===== Text section =====
A former District of Columbia furniture store owner took the stand in D.C. Superior Court yesterday and testified that he hired two men to kill his business partner, David Marrow Blair, six years ago.

But James Stanley Marshall said he made the move only after he learned Blair had hired men to kill him, and after two attempts had been made on his life.

On one occasion, Marshall testified, a gunman shot at him in a parking lot as he was entering his 1972 Jaquar.

Another time, Marshall said, he returned home to find his front and back doors battered in and two guard dogs "blown in half."

Marshall testified that he hired the two hit men on separate occasions but each time canceled after he had "cooled off" from his disputes with Blair.

Marshall said tensions between him and Blair grew and culminated in an Aug. 8, 1973 meeting at the store when, he said, he drew a gun from a sling holding his broken left wrist and emptied it in Blair's direction.

But Blair, he said, drew first.

Marshall is on trial for first degree murder in Blair's death, along with Leon Hill, another business partner.

On the morning of Aug. 8, Marshall testified, Blair requested a meeting with him at their jointly-owned Blair House Furniture store at 2901 Minnesota Ave. SE. Marshall said he had bought Blair's interest in the store for $25,000 but owed a balance of $10,000 when the two men met.

"We shook hands in a cordial, but very stern greeting," said Marshall, under questioning by his attorney, R. Kenneth Mundy. "We went into the back office and started talking. He said, 'Jim, I want you to pay me all the money you owe me.'"

"I told him I was not in a position to pay -- that it was a slow time of the year," Marshall testified.

After a brief discussion of the store's financial records with Blair, Marshall said, he left the small back office and went to the men's room, where he spent 15 or 20 minutes because of the awkward plaster cast on his arm.

"When I went back into the office, I noticed the ledger had been moved from July to May," Marshall said. "Dave said, 'Jim, you can pay me . . . I'm going to kill you.'"

"Out of the corner of my eye, I saw that Dave had a gun," Marshall testified. "I threw up my left arm. I must have hit Dave's gun or knocked it out of his hand. I must have pulled my gun at the same time from my sling, where I had been carrying it that day."
===== Record list =====
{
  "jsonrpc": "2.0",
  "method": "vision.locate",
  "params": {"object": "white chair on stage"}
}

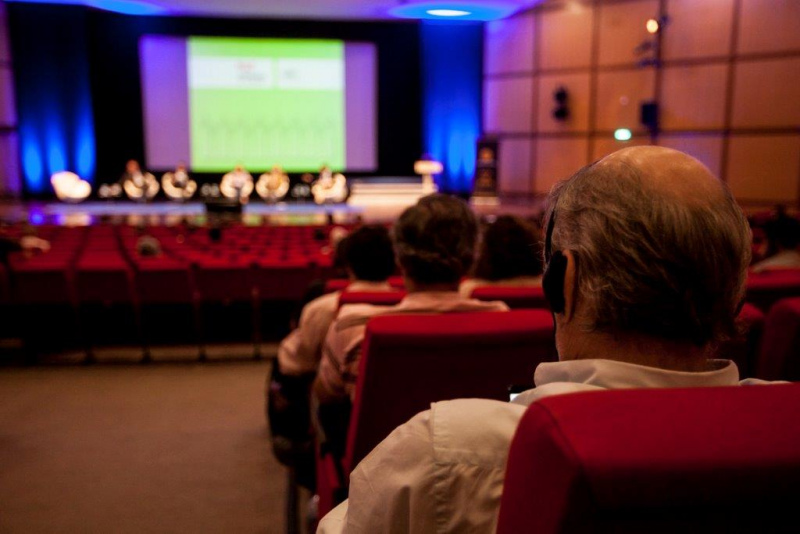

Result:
[219,167,255,202]
[161,170,197,201]
[50,171,92,202]
[122,172,160,201]
[256,166,289,202]
[311,172,348,204]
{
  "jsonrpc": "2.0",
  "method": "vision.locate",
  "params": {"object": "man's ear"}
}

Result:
[562,250,578,322]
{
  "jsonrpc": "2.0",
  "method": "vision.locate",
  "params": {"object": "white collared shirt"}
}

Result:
[317,359,776,534]
[278,280,392,376]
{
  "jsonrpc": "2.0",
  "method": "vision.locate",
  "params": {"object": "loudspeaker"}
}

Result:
[553,87,569,121]
[542,250,567,313]
[639,102,658,131]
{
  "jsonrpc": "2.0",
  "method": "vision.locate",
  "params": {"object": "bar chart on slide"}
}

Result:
[187,37,346,172]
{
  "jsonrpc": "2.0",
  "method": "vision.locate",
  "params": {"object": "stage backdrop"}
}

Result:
[8,3,424,196]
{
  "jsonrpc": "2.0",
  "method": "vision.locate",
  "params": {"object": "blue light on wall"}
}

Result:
[389,0,520,21]
[8,2,96,196]
[6,0,167,15]
[420,21,483,193]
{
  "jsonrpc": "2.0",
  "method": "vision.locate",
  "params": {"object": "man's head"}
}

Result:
[394,194,478,287]
[336,225,395,282]
[474,215,543,280]
[545,147,750,359]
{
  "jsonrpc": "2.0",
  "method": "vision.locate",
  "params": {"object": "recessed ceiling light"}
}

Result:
[427,9,472,17]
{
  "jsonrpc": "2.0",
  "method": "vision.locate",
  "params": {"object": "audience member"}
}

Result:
[459,215,544,297]
[752,206,800,273]
[314,194,508,404]
[319,147,776,533]
[278,226,395,375]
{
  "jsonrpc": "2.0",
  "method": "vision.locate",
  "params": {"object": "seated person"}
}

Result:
[311,165,349,204]
[161,162,197,200]
[458,215,544,297]
[318,146,776,534]
[256,165,289,202]
[50,171,92,202]
[266,226,395,487]
[751,206,800,273]
[219,165,253,203]
[278,226,395,375]
[314,194,508,412]
[120,159,159,201]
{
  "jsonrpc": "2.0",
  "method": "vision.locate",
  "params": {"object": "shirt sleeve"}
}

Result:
[317,411,436,534]
[278,295,338,375]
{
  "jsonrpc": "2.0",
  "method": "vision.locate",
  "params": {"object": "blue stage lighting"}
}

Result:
[6,0,167,15]
[389,0,521,21]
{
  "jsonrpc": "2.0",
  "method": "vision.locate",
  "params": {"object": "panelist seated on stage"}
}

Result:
[256,165,289,202]
[120,159,159,200]
[311,165,349,204]
[161,163,197,200]
[219,165,253,202]
[50,171,92,202]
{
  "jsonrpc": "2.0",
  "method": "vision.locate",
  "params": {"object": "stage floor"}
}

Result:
[0,198,541,226]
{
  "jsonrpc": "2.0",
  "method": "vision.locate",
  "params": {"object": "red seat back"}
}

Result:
[339,290,406,308]
[497,385,800,534]
[747,269,800,313]
[756,298,800,380]
[471,286,549,309]
[343,310,556,472]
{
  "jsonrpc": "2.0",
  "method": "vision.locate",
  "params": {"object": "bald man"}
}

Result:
[318,147,776,533]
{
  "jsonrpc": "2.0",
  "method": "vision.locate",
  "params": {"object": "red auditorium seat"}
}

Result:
[719,304,765,378]
[497,385,800,534]
[339,290,406,308]
[470,286,548,309]
[317,310,556,517]
[755,298,800,381]
[746,269,800,313]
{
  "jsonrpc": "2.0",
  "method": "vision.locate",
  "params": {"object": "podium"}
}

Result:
[203,197,242,215]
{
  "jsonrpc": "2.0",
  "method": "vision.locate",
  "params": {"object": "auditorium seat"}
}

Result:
[136,258,200,358]
[194,258,258,356]
[75,258,145,359]
[339,289,406,308]
[497,385,800,534]
[755,298,800,381]
[746,269,800,313]
[318,310,556,517]
[719,304,765,378]
[470,286,548,309]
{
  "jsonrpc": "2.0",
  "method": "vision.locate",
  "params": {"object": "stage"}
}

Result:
[0,198,541,226]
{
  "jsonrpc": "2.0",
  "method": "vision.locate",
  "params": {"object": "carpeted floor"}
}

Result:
[0,362,285,533]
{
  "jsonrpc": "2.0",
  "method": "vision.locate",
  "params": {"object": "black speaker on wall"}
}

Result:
[639,102,658,132]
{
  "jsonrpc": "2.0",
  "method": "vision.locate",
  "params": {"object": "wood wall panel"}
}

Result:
[658,134,723,177]
[738,0,800,54]
[663,0,734,60]
[537,72,591,132]
[728,135,800,202]
[538,3,594,70]
[661,63,728,130]
[594,68,656,132]
[732,56,800,128]
[598,0,658,66]
[484,14,534,74]
[533,137,589,193]
[483,78,533,133]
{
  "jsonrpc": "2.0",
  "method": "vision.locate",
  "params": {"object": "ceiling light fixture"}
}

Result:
[426,9,472,17]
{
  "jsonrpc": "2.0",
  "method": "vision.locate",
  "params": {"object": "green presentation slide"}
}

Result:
[187,37,346,172]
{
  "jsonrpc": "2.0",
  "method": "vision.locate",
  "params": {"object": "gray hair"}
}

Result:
[545,159,751,346]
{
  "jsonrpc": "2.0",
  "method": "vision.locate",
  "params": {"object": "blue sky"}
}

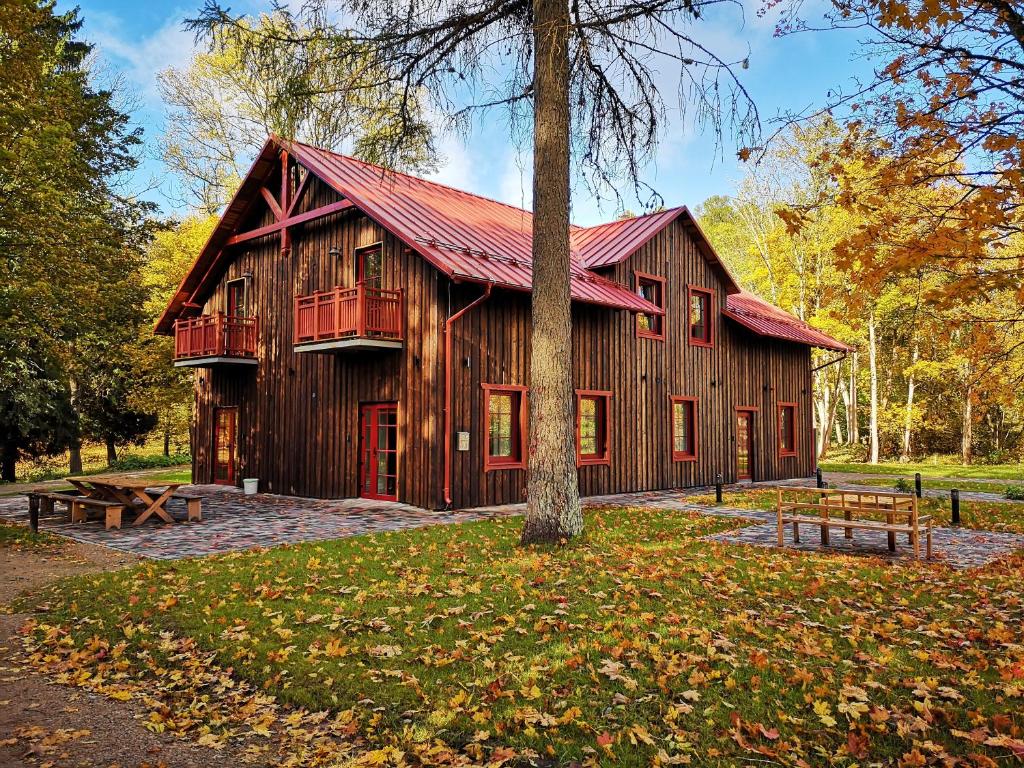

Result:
[68,0,869,224]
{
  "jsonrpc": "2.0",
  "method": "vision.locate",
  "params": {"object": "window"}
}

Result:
[672,397,697,462]
[634,272,665,339]
[686,286,715,347]
[778,402,797,456]
[227,278,248,317]
[355,243,384,288]
[483,384,526,471]
[577,389,611,466]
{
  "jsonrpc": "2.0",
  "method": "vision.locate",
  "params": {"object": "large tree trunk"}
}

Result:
[961,384,974,464]
[522,0,583,544]
[68,376,82,475]
[867,307,879,464]
[0,440,19,482]
[899,343,921,462]
[106,435,118,466]
[846,352,860,445]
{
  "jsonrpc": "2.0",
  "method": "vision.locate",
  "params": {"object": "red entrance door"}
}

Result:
[213,408,239,485]
[359,402,398,502]
[736,411,754,480]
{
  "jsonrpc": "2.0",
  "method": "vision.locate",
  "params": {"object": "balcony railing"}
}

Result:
[295,284,404,348]
[174,312,258,360]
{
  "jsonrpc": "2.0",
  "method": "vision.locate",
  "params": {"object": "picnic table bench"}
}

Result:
[775,485,932,560]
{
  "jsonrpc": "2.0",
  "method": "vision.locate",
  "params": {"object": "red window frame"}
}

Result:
[355,242,384,288]
[686,286,715,347]
[777,402,799,458]
[575,389,611,467]
[480,384,526,472]
[670,396,698,462]
[633,271,666,341]
[224,278,249,317]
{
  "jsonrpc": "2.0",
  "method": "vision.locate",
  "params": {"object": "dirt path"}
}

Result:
[0,542,264,768]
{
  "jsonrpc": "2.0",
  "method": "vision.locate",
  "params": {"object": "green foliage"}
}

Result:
[893,477,914,494]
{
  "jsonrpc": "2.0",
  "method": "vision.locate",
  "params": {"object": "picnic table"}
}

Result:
[67,475,191,525]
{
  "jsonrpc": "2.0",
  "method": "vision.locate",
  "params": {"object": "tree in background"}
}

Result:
[195,0,757,543]
[160,9,436,214]
[0,0,148,480]
[782,0,1024,322]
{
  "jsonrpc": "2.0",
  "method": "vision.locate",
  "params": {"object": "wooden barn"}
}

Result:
[157,137,847,508]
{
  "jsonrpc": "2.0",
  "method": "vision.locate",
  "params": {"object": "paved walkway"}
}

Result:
[0,479,1024,568]
[0,485,520,560]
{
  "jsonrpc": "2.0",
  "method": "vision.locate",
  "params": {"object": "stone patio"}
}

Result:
[0,485,514,560]
[0,479,1024,569]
=====
◆ Written tasks:
- 1) Reproduce the entire courtroom testimony article word for word.
- 2) List every line in the entries that contains the string "shirt".

◆ Complete answers:
- 1)
A former District of Columbia furniture store owner took the stand in D.C. Superior Court yesterday and testified that he hired two men to kill his business partner, David Marrow Blair, six years ago.

But James Stanley Marshall said he made the move only after he learned Blair had hired men to kill him, and after two attempts had been made on his life.

On one occasion, Marshall testified, a gunman shot at him in a parking lot as he was entering his 1972 Jaquar.

Another time, Marshall said, he returned home to find his front and back doors battered in and two guard dogs "blown in half."

Marshall testified that he hired the two hit men on separate occasions but each time canceled after he had "cooled off" from his disputes with Blair.

Marshall said tensions between him and Blair grew and culminated in an Aug. 8, 1973 meeting at the store when, he said, he drew a gun from a sling holding his broken left wrist and emptied it in Blair's direction.

But Blair, he said, drew first.

Marshall is on trial for first degree murder in Blair's death, along with Leon Hill, another business partner.

On the morning of Aug. 8, Marshall testified, Blair requested a meeting with him at their jointly-owned Blair House Furniture store at 2901 Minnesota Ave. SE. Marshall said he had bought Blair's interest in the store for $25,000 but owed a balance of $10,000 when the two men met.

"We shook hands in a cordial, but very stern greeting," said Marshall, under questioning by his attorney, R. Kenneth Mundy. "We went into the back office and started talking. He said, 'Jim, I want you to pay me all the money you owe me.'"

"I told him I was not in a position to pay -- that it was a slow time of the year," Marshall testified.

After a brief discussion of the store's financial records with Blair, Marshall said, he left the small back office and went to the men's room, where he spent 15 or 20 minutes because of the awkward plaster cast on his arm.

"When I went back into the office, I noticed the ledger had been moved from July to May," Marshall said. "Dave said, 'Jim, you can pay me . . . I'm going to kill you.'"

"Out of the corner of my eye, I saw that Dave had a gun," Marshall testified. "I threw up my left arm. I must have hit Dave's gun or knocked it out of his hand. I must have pulled my gun at the same time from my sling, where I had been carrying it that day."

- 2)
  "params": {"object": "white collared shirt"}
  "params": {"object": "shirt sleeve"}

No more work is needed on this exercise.